§ Set task 1
Set down, word for word, the part of the RPM metadata note that begins at the words "Rewrote it in" and stops after "no runtime dependencies.".

§ Selected text
___

I needed fast RPM metadata generation for a private Zabbix mirror.
`createrepo_c` works, but it pulls `librpm`, `libxml2`, `glib2`, `zchunk` β€” packaging pain on Debian.
And `rpm -K` loops for manifest scanning were taking 10+ seconds in CI.

Rewrote it in Rust: parallel worker pool, in-memory SQLite (single `VACUUM INTO` flush), zero shared libs.
The result ships as a 3.5 MB musl static binary with no runtime dependencies.

___

§ Provided data
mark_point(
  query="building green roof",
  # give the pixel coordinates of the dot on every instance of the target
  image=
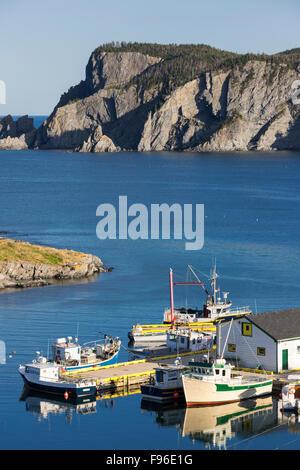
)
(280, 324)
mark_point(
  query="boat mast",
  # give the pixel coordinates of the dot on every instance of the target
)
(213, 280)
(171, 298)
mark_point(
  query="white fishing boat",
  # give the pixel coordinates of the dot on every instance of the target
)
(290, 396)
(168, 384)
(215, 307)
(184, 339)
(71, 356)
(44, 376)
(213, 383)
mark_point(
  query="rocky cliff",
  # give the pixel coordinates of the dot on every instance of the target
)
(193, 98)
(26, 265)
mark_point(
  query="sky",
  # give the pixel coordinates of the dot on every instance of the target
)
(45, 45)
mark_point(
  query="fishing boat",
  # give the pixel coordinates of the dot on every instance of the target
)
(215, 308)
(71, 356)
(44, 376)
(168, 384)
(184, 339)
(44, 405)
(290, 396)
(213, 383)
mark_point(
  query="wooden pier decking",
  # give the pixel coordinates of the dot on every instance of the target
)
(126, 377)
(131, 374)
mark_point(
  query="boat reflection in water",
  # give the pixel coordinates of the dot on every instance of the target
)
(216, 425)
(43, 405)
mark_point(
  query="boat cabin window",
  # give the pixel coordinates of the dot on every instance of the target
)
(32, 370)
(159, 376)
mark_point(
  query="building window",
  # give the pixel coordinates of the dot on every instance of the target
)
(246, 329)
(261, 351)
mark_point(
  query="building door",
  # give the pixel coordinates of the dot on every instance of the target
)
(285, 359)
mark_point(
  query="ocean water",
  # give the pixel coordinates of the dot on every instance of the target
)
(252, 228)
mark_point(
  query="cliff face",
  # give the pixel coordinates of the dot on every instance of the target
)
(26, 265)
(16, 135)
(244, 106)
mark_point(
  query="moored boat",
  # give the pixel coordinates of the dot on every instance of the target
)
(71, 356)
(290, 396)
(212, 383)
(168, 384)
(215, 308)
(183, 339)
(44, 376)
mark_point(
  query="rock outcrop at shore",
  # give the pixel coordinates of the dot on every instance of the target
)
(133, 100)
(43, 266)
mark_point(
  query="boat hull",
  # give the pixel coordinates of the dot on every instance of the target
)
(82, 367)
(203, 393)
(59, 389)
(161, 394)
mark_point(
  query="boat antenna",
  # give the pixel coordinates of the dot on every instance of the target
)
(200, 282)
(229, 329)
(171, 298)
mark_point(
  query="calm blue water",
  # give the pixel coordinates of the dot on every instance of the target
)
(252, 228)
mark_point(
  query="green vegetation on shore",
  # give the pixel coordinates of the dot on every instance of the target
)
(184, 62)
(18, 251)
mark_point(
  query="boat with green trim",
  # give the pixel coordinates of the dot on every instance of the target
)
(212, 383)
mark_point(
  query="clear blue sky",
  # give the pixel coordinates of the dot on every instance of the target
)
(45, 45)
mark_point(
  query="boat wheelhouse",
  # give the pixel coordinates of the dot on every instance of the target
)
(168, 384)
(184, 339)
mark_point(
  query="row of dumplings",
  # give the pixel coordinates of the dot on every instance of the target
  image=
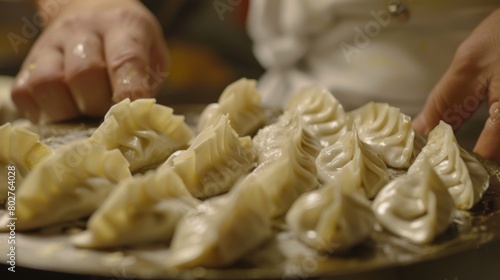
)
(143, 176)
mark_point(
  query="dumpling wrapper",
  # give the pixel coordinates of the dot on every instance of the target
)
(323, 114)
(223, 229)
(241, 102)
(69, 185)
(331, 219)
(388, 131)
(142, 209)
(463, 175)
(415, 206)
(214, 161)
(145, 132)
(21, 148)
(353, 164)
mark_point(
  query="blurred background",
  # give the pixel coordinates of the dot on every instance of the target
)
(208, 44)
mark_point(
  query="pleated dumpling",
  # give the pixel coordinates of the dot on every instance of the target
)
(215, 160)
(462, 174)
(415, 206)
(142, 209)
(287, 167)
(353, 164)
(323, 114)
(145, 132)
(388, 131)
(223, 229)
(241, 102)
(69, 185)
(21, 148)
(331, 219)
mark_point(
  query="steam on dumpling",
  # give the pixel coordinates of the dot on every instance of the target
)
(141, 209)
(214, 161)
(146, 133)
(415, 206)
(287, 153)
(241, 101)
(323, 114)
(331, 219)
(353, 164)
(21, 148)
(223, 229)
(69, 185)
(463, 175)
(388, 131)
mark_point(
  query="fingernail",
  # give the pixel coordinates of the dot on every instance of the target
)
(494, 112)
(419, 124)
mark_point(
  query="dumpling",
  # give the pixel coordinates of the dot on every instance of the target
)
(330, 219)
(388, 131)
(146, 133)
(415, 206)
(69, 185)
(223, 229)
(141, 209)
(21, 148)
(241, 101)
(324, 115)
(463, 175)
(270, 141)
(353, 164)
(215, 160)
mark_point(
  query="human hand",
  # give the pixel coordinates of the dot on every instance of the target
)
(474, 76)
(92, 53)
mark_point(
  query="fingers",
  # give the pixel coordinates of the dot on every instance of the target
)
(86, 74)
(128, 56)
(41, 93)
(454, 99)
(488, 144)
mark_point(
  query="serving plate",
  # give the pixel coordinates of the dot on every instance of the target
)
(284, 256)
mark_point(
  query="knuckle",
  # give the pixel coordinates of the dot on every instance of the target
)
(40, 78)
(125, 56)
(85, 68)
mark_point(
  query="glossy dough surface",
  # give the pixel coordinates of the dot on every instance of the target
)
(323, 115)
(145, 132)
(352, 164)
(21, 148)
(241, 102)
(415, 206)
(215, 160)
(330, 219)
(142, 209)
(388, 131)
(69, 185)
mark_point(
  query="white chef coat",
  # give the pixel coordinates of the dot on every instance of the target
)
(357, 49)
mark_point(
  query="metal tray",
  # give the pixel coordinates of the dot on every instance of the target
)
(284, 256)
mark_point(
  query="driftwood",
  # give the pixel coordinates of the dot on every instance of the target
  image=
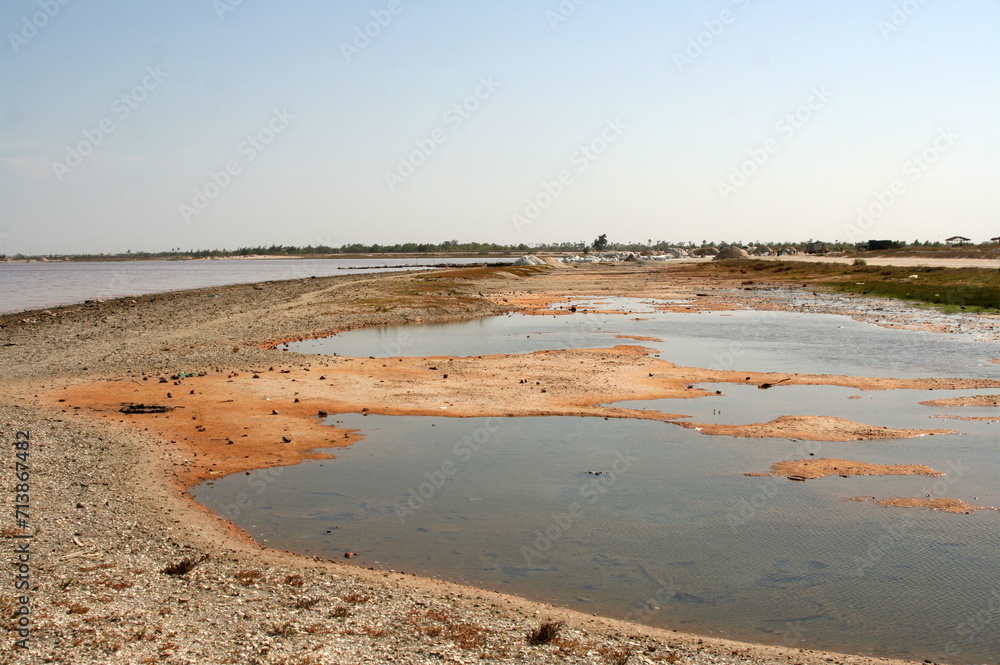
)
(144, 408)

___

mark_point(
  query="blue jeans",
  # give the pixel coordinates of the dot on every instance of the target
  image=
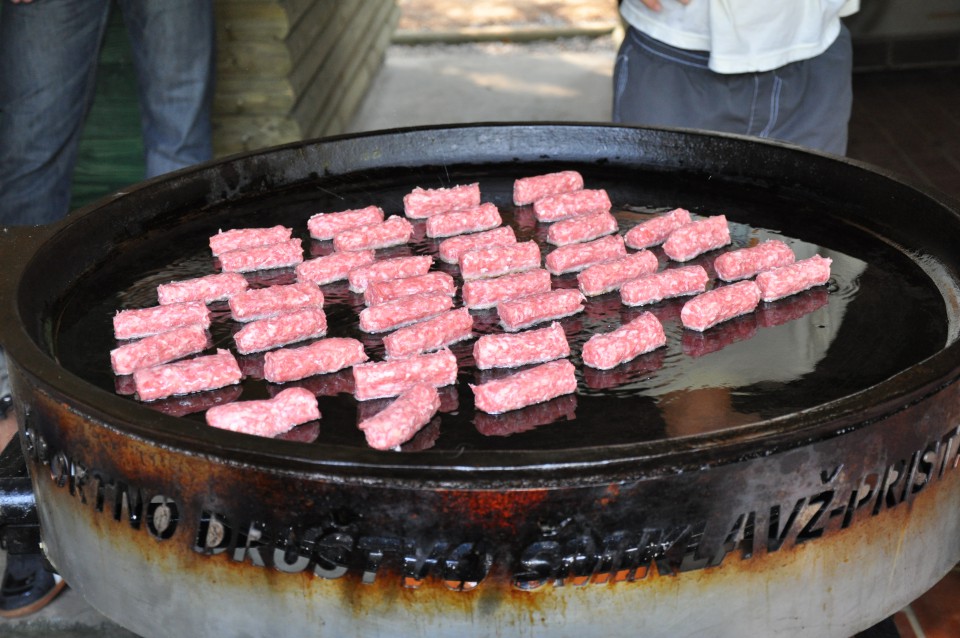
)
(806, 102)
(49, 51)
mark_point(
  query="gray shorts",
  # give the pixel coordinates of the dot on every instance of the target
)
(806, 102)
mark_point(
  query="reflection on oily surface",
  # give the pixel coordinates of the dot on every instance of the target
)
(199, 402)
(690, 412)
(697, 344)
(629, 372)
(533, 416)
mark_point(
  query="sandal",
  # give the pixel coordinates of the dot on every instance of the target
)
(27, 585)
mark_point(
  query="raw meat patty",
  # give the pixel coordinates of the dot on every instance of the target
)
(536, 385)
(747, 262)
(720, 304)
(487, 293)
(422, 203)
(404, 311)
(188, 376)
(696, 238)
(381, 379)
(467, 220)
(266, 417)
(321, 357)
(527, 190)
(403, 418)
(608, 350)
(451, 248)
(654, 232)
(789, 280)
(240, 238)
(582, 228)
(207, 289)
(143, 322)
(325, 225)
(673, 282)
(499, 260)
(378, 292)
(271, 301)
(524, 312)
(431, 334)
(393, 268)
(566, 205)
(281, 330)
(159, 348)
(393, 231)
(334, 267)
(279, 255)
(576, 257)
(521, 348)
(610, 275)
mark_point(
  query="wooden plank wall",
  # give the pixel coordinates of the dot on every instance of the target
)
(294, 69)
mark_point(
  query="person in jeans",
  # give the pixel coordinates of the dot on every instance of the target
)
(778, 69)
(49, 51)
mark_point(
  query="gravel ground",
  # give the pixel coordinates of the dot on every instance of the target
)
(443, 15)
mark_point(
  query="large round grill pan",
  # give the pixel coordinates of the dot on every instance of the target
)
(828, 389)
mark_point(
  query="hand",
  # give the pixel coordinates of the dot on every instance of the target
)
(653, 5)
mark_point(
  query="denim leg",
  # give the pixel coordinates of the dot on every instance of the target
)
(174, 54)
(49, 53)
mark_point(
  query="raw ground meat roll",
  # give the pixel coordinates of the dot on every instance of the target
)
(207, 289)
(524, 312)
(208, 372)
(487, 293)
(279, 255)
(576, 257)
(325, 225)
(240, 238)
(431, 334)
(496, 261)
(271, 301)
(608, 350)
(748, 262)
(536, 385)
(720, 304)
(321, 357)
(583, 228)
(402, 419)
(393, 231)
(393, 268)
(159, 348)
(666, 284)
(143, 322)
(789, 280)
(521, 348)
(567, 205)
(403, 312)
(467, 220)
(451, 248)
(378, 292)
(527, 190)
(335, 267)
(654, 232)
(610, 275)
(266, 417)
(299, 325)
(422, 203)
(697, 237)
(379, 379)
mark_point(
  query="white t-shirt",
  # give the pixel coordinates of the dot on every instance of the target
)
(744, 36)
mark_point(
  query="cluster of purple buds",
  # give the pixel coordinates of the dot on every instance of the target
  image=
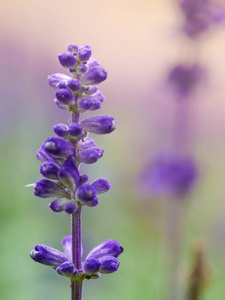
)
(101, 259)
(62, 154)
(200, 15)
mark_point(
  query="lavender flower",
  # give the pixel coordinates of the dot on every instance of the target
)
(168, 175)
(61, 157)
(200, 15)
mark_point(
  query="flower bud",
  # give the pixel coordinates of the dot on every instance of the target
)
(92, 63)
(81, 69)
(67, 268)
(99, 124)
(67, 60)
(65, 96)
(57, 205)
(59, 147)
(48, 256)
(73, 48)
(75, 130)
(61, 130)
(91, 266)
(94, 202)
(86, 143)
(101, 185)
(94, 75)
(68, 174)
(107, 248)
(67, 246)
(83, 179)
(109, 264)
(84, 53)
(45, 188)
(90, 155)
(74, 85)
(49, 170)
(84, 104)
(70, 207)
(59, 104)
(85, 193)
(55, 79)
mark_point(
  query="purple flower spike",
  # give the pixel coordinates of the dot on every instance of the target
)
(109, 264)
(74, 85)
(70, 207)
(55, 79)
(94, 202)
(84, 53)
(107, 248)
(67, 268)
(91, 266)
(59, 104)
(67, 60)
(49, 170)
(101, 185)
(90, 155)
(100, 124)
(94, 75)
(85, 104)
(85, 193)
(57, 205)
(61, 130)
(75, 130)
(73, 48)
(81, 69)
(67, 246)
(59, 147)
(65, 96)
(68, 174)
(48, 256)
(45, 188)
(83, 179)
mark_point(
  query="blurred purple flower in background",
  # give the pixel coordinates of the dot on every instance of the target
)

___

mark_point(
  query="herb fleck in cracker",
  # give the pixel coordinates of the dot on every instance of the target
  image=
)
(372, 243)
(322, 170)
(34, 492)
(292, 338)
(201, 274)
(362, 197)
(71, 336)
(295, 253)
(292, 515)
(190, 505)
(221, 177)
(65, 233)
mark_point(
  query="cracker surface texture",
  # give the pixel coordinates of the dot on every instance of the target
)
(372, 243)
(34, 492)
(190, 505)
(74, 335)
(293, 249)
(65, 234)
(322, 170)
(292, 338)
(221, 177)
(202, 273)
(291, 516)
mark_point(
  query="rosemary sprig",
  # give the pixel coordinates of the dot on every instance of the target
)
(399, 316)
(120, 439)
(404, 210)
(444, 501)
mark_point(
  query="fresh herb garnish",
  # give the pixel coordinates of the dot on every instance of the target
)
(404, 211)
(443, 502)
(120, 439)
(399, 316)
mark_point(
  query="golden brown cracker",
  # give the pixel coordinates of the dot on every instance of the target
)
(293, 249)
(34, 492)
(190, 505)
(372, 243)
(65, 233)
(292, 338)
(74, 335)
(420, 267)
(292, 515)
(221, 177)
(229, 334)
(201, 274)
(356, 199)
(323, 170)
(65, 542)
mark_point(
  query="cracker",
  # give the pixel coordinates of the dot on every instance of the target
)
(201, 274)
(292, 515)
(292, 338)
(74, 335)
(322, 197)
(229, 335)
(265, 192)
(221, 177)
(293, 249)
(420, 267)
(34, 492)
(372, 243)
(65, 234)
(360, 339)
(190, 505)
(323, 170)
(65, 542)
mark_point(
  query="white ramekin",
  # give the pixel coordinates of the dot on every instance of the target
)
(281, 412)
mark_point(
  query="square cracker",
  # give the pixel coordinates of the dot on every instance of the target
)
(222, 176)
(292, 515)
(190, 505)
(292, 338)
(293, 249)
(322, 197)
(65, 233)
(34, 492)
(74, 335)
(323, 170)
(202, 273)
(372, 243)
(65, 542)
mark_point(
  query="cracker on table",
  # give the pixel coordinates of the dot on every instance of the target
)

___

§ Set task 2
Identify each line in the rows that contains the word "wooden", and copy every one of those lines.

§ Exercise result 1
Rewrote it in Rust: parallel worker pool, in-memory SQLite (single `VACUUM INTO` flush), zero shared libs.
The result ships as a 3.5 MB musl static binary with no runtime dependencies.

§ Exercise result 2
  query="wooden pier decking",
  query="wooden plank wall",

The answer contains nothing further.